Мишель Трот об Иде Карской

1980

Жан Полян писал о ней еще в 1959 году: "Карская одновременно ведет две разные жизни… И я ясно вижу зачем ей это нужно: если можно вести две жизни, почему нельзя три? Почему не семь или не девять?" И почему не больше? – добавим мы. Этому драгоценному умению быть многоликими, а значит свободными и созидательными, даже когда мы счастливы или переживаем катастрофу, и притом оставаясь в самом обыденном, привычном нам мире, учит Карская.

Любая жизнь возможна, если действовать наперекор всему; если переступать – но не всегда – через мнимое благородство любых рамок и материалов; если быть верным истинным движениям своей души и случайным подаркам жизни, но не витать при этом в облаках высокопарных фантазий или абстракций.

Строки разметки сегментации:
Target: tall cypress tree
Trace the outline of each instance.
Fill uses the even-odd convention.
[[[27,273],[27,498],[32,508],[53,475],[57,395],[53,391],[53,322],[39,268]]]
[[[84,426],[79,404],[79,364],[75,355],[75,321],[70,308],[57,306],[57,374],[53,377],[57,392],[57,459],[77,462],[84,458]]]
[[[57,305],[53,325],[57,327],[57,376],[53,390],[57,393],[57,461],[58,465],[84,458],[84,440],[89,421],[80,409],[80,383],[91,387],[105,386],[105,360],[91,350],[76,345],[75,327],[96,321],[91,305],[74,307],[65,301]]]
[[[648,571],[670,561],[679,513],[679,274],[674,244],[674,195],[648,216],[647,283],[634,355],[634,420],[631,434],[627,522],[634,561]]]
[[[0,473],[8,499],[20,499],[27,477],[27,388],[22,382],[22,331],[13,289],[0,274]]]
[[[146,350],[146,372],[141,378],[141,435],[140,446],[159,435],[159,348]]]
--
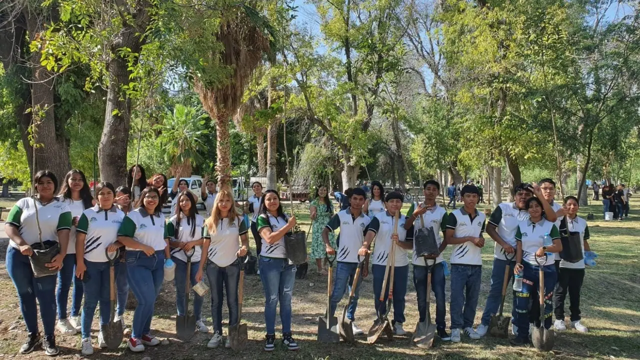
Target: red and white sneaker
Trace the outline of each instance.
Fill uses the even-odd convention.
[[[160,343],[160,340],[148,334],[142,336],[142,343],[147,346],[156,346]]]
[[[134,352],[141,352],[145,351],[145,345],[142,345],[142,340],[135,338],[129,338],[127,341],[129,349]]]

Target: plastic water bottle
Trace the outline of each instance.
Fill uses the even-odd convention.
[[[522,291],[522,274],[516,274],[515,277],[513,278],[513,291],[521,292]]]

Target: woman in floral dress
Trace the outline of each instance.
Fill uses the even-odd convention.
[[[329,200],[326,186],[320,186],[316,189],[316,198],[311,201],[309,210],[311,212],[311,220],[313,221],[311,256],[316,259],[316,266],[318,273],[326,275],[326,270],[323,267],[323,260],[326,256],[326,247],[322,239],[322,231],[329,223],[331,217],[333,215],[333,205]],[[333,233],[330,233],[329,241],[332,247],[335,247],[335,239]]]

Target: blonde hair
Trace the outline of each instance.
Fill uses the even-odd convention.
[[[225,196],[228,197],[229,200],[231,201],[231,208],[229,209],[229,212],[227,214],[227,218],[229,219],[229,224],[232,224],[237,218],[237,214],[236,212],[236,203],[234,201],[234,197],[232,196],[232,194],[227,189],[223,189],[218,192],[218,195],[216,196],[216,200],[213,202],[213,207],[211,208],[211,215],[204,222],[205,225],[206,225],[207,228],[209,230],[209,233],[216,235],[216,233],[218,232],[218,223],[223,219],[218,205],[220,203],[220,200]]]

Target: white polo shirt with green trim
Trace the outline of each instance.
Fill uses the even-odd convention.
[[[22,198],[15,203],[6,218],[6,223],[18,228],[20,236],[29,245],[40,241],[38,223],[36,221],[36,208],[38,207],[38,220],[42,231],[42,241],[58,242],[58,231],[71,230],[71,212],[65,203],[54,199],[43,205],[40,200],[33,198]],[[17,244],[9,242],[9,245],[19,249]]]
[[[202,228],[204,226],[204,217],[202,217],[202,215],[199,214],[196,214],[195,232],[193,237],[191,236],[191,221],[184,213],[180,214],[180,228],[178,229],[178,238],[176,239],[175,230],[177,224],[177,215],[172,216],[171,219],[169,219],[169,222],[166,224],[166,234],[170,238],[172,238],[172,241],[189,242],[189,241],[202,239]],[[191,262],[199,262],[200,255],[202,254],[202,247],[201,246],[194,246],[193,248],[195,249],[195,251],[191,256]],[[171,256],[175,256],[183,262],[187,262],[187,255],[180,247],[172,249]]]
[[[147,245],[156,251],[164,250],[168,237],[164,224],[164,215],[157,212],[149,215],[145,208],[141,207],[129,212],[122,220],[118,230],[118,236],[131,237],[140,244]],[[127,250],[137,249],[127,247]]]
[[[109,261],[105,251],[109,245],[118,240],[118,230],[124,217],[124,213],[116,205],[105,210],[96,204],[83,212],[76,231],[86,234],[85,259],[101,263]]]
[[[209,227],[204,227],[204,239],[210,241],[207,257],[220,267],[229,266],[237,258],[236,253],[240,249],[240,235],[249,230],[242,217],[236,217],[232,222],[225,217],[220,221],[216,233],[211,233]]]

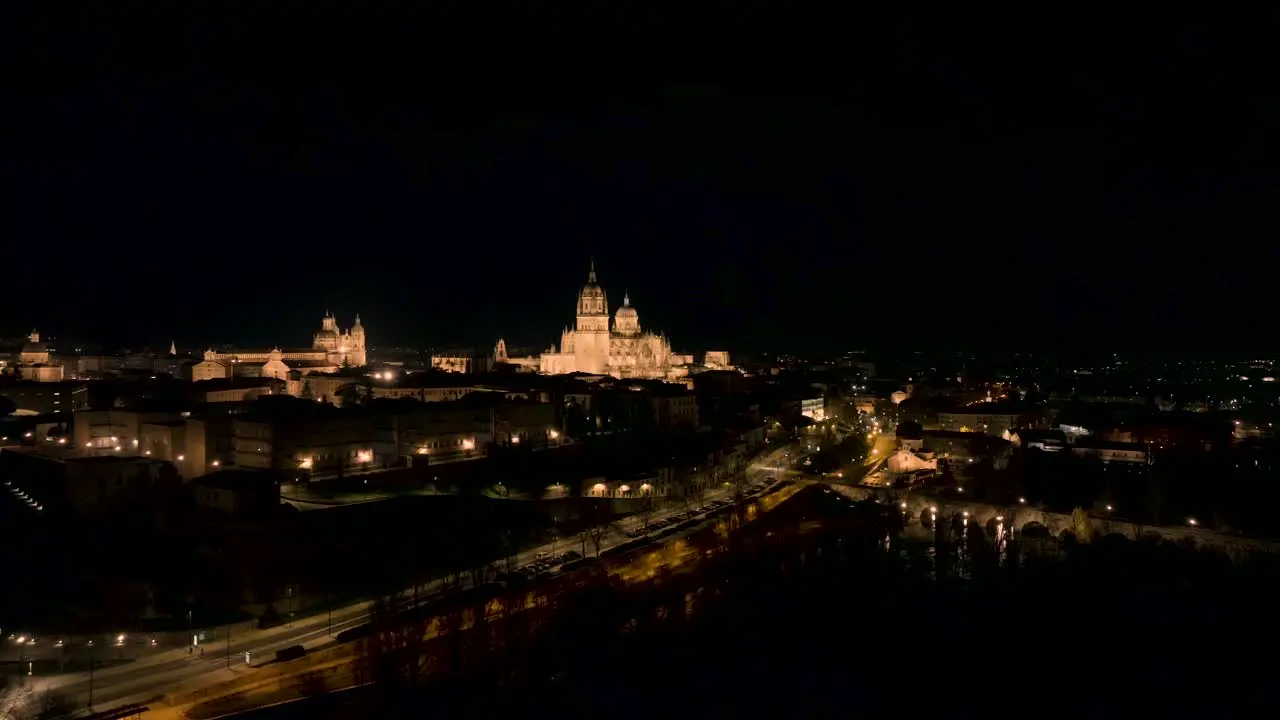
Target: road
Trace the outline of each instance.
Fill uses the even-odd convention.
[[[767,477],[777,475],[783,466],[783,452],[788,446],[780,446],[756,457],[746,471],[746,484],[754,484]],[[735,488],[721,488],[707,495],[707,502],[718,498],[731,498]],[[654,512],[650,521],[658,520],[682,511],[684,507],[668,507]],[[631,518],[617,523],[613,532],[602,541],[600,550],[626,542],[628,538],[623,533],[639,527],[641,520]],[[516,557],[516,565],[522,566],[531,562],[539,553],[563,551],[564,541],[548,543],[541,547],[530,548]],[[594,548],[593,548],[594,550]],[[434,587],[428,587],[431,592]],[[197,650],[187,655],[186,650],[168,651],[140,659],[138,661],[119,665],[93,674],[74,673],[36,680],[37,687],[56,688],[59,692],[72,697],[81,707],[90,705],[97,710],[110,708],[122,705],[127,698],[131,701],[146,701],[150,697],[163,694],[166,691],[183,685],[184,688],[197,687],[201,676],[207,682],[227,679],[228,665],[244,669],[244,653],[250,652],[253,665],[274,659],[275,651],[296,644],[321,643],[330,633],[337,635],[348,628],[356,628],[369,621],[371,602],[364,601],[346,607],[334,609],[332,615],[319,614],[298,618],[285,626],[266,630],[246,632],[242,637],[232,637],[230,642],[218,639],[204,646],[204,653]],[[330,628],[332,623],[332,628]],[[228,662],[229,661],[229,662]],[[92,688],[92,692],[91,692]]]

__ЗАДАНИЕ__: Перескажите текст об Иде Карской в двух предложениях.

__РЕШЕНИЕ__: Жан Полян еще в 1959 году писал, что Карская одновременно ведет две разные жизни, и спрашивал, почему бы не три, семь или девять. Карская учит умению быть многоликими, а значит свободными и созидательными, и любая жизнь возможна, если действовать наперекор всему и быть верным истинным движениям своей души, не витая в облаках высокопарных фантазий или абстракций.